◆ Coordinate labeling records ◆
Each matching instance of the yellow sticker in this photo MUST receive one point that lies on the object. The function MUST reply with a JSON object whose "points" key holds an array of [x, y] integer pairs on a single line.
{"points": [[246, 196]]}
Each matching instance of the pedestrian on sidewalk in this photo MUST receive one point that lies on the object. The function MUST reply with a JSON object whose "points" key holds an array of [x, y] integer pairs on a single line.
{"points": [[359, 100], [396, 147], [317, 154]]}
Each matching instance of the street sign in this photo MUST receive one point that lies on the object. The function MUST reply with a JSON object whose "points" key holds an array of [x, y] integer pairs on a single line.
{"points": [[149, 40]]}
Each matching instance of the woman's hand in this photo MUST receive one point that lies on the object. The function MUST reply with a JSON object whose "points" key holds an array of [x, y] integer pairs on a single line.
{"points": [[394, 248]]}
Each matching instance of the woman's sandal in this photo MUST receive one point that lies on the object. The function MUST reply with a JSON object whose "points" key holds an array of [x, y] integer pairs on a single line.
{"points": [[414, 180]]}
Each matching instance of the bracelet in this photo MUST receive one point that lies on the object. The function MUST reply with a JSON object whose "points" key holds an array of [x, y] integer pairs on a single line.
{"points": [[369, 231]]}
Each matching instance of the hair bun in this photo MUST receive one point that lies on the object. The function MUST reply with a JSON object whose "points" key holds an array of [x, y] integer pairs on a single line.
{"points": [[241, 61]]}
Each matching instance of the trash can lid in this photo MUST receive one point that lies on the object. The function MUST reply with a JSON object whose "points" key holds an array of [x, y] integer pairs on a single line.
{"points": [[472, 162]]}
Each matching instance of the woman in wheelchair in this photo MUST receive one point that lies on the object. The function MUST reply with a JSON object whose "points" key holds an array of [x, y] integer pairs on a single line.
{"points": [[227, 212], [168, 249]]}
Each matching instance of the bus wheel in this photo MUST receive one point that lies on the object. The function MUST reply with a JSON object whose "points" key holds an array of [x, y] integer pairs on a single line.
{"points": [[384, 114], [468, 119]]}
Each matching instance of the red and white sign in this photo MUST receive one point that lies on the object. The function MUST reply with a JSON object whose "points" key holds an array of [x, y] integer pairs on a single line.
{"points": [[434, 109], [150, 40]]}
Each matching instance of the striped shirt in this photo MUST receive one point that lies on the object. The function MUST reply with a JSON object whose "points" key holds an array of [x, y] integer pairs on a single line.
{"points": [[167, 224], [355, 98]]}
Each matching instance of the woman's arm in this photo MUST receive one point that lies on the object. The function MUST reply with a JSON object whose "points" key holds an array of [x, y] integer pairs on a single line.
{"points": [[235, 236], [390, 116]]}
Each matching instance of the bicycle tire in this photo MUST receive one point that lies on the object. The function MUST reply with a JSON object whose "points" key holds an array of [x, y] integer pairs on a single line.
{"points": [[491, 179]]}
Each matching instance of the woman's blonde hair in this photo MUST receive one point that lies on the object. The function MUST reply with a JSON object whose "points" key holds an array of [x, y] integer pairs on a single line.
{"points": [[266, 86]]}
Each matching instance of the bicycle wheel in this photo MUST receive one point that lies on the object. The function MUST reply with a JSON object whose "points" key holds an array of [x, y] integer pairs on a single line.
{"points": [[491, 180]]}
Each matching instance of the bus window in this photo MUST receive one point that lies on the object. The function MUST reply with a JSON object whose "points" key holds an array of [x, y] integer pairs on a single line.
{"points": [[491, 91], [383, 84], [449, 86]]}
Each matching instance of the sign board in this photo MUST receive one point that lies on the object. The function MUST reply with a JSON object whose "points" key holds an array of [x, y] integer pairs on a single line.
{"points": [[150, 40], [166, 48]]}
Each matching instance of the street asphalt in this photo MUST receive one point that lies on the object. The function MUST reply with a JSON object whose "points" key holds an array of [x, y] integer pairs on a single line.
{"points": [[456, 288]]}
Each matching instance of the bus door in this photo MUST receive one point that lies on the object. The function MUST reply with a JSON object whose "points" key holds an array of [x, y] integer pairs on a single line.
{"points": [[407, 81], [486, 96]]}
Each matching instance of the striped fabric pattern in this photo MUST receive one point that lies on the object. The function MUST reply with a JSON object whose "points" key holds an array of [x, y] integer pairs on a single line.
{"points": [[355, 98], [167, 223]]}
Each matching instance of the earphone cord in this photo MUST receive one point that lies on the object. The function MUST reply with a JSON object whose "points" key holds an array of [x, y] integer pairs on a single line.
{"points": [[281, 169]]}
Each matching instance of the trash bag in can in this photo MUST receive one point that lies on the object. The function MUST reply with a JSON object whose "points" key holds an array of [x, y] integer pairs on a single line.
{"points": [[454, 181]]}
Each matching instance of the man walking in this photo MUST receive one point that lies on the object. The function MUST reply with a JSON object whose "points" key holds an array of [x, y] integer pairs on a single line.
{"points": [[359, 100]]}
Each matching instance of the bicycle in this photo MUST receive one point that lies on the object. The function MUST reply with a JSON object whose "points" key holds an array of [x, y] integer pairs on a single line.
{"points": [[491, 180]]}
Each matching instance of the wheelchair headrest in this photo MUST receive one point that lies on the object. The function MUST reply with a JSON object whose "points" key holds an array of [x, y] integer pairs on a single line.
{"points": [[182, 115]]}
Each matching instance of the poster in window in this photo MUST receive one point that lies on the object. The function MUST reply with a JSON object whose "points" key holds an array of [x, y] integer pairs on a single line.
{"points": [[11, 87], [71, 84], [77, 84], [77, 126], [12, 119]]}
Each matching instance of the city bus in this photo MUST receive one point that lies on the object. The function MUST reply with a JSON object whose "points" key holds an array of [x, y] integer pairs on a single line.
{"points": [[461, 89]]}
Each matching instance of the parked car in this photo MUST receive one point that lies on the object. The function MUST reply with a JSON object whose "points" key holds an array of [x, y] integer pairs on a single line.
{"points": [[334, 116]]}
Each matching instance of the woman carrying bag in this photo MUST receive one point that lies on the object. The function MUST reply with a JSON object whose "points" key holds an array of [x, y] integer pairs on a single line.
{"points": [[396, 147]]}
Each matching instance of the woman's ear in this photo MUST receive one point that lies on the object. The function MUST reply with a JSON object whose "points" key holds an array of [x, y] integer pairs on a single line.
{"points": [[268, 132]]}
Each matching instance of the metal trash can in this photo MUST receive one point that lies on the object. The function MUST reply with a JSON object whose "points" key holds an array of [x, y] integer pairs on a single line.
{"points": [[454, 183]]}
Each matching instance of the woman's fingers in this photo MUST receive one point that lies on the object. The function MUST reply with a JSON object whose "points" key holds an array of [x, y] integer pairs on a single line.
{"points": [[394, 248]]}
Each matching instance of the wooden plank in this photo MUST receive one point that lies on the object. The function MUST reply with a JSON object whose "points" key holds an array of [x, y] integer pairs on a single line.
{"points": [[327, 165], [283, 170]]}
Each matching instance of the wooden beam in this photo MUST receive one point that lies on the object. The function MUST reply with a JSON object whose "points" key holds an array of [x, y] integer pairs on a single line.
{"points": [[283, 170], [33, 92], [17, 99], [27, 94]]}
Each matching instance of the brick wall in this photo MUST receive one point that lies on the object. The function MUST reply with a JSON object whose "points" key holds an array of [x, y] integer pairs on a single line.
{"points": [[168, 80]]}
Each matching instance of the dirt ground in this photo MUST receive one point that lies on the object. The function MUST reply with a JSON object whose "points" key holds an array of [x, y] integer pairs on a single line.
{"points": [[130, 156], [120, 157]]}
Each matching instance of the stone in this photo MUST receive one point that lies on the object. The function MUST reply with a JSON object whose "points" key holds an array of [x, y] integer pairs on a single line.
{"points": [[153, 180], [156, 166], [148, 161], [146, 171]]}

◆ Given request ◆
Please rewrite all the records above, replacing "lies on the object" with "falls on the object" and leaving every other part unchanged.

◆ Answer in full ◆
Each matching instance of the yellow sticker in this photo MUST receive one point that falls on the object. The function MUST reply with a JSON object whose "points" key holds an array of [x, y] integer pairs on a single line.
{"points": [[246, 196]]}
Each matching instance of the pedestrian on sidewalk in this photo MUST receive one point that falls on the object. The function MUST reply with a JSON object whose "points" key holds an array of [x, y] integer pairs on a single line.
{"points": [[359, 100], [396, 147], [317, 154]]}
Each matching instance of the street sign in this photo MUST receive one point that falls on the object. The function MUST reply with a JSON object whose "points" key holds an array of [x, y] integer pairs on a single line.
{"points": [[149, 40]]}
Each matching instance of the woman's hand in this photo MUST receive one point that falls on the object. The function MUST reply with a JSON object whose "points" key holds an array of [x, y] integer pairs on a single line.
{"points": [[394, 248]]}
Each matching instance of the woman's sandal in this photo MUST receive one point that falls on the object. The function MUST reply with a JSON object whose "points" key holds an array of [x, y] integer pairs on a single line.
{"points": [[414, 180]]}
Each matching instance of the bracelet in this photo MUST receive one point that falls on the object. The function MUST reply with a JSON object whose "points" key holds an array of [x, y] integer pairs on a single line.
{"points": [[369, 231]]}
Each matching instance of the hair bun in this photo MUST receive one point that falls on the object. The function MUST reply with a JSON object whose "points" key holds an array of [x, y] integer pairs on a single line.
{"points": [[241, 61]]}
Each matching instance of the trash can lid in this photo MUST receive one point that falls on the object. The function MUST reply with a JSON object whose "points" key holds an array of [x, y] integer pairs on a single line.
{"points": [[472, 162]]}
Each matching instance of the woman in wheelchair in this photo MUST receive one point that falls on the object. The function MUST reply with a JSON object whose "points" key holds an array of [x, y] integer pairs on a single line.
{"points": [[227, 212], [168, 249]]}
Each matching instance of the bus wheel in this photo MUST receive one point that falls on the object. The function MUST reply with a JSON object whose "points" key holds an array of [x, y] integer pairs on a single line.
{"points": [[384, 114], [468, 119]]}
Each matching instance of the red and white sign in this photo MUST receive one point that falls on the object. The function MUST reply with a JSON object whose "points" key holds an array of [x, y] integer pairs on a single line.
{"points": [[434, 109], [150, 40]]}
Each matching instance of the striped shirt in this photo MUST receive one point that falls on the object. The function MUST reply with a JSON object whose "points" key holds an array of [x, y] integer pairs on a single line.
{"points": [[167, 224], [355, 98]]}
Each matching instance of the woman's arm in this photo MUST receive one point that falls on the object. The function MUST reply with a JSON object whose "points" key holds an array of [x, y] integer pairs on a single line.
{"points": [[235, 236], [390, 116]]}
Each matching instance of the bicycle tire in this photo MUST receive one point that falls on the object. The function MUST reply with a JSON object whose "points" key holds an array of [x, y] integer pairs on a single line.
{"points": [[491, 179]]}
Each matching instance of the woman's blonde hair in this photo MUST receive one point that falls on the object. The function MUST reply with a JSON object whose "points" key holds an array of [x, y] integer pairs on a single line.
{"points": [[266, 86]]}
Each matching instance of the bicycle wheel in this photo MUST receive one point that falls on the object. The function MUST reply with a JSON object whose "points" key holds an array of [x, y] integer pairs on a single line.
{"points": [[491, 180]]}
Each matching instance of the bus window in this photo MUST receive one point that falls on the object. The function MUST reply with a JSON object whose "points" key holds an array of [x, y] integer pairs on a single line.
{"points": [[491, 91], [383, 84], [449, 86]]}
Each matching instance of the sign board in this photo MUST receive one point that falls on the object. The function MUST reply with a JSON object whose "points" key holds an array of [x, y] integer pairs on a single line.
{"points": [[150, 40], [166, 48]]}
Each matching instance of the street asphalt in this photo MUST receive one point that falls on the object. The function MUST reply with a JSON object whose "points" key holds an array of [x, y] integer pairs on a single line.
{"points": [[456, 288]]}
Each matching instance of the bus door in this photo MUST receive one point that falls on the object. The function MUST reply with a JSON object whose "points" key holds an array of [x, y] integer pairs on a single line.
{"points": [[407, 81], [486, 96]]}
Each matching instance of the striped fabric pattern in this photo MUST receive one point that falls on the object. The function MUST reply with a JSON object whose "points" key holds an array of [x, y] integer pairs on a single line.
{"points": [[355, 98], [167, 223]]}
Each matching instance of the earphone cord in this photo MUST receive one point that falls on the object. The function MUST reply with a JSON object whose "points" key holds an array of [x, y] integer pairs on a single line.
{"points": [[281, 169]]}
Each matching instance of the trash bag in can in this photo MUST receive one point that falls on the object. The function MUST reply with a JSON object whose "points" key holds an array of [x, y] integer pairs on a single line.
{"points": [[454, 181]]}
Each matching instance of the man walking in this photo MUST receive one point that falls on the object. The function MUST reply with a JSON object whose "points" key holds an array of [x, y] integer pairs on a single line.
{"points": [[359, 100]]}
Each matching instance of the bicycle in this photo MUST receive one point that falls on the object. The function MUST reply with a JSON object whose "points" key holds an array of [x, y] integer pairs on a single line.
{"points": [[491, 180]]}
Each matching instance of the wheelchair headrest in this photo MUST receive one point that falls on the object. The function MUST reply with a JSON object whose "points" key holds an array of [x, y] integer pairs on a single line.
{"points": [[182, 115]]}
Each matching instance of the poster in window in this photo MUST receive one point that falls on the object. The function MUST reply with a JSON object whose "points" key holds an array of [x, y] integer pairs on a single line.
{"points": [[11, 87], [71, 84], [77, 84], [77, 126], [12, 119]]}
Each matching instance of the city bus in this photo MUST receive one point that falls on the object. The function MUST reply with a JSON object whose "points" key holds an array of [x, y] integer pairs on a single line.
{"points": [[461, 89]]}
Each matching instance of the parked car in this photo MUST receive one point that falls on the object. The function MUST reply with a JSON object whose "points" key holds an array of [x, y] integer pairs on a single line.
{"points": [[334, 116]]}
Each matching instance of the woman carrying bag in this photo MUST receive one point that falls on the object. The function MUST reply with a JSON object whose "points" key holds an array of [x, y] integer pairs on a single line.
{"points": [[396, 147]]}
Each matching instance of the woman's ear in this photo MUST receive one point that falls on the object. The function MUST reply with a JSON object whose "points" key holds an array of [x, y] integer pairs on a single line.
{"points": [[268, 132]]}
Each matching instance of the metal trash can in this photo MUST receive one point that falls on the object. The function MUST reply with a JSON object whose "points" key holds an array of [x, y] integer pairs on a single line.
{"points": [[454, 183]]}
Each matching instance of the woman's fingers in this photo MUST receive one point that falls on the object. The function MUST reply with a JSON object whose "points" key holds an array of [x, y] integer pairs on a single line.
{"points": [[394, 248]]}
Each matching instance of the wooden plank in this photo MUST receive one point that falls on the object. The function MUST reply with a JSON object whose "points" key holds an array of [x, y] integer pairs on a single line.
{"points": [[327, 165], [283, 170]]}
Each matching instance of the wooden beam in this photo MUST receive one point that falls on the object. The function MUST reply with a JSON object whose "points" key holds an array of [x, y] integer pairs on a single line.
{"points": [[283, 170], [33, 92], [17, 99], [27, 94]]}
Each matching instance of the brick wall in this photo MUST receive one point that falls on the object. The function MUST reply with a JSON object whose "points" key holds an array of [x, y] integer pairs on a single line.
{"points": [[168, 80]]}
Each matching instance of the dirt ground in this photo MUST receive one point that falls on the object. The function MUST reply with a JSON object whose "points" key holds an array of [x, y] integer pairs on a single line.
{"points": [[130, 156], [120, 157]]}
Each matching instance of the stone in this photo MUST receive one point that falls on the object. The function MUST reply with a JSON object whose "points" key holds an array of [x, y] integer pairs on a single line.
{"points": [[153, 180], [156, 166], [148, 161], [146, 171]]}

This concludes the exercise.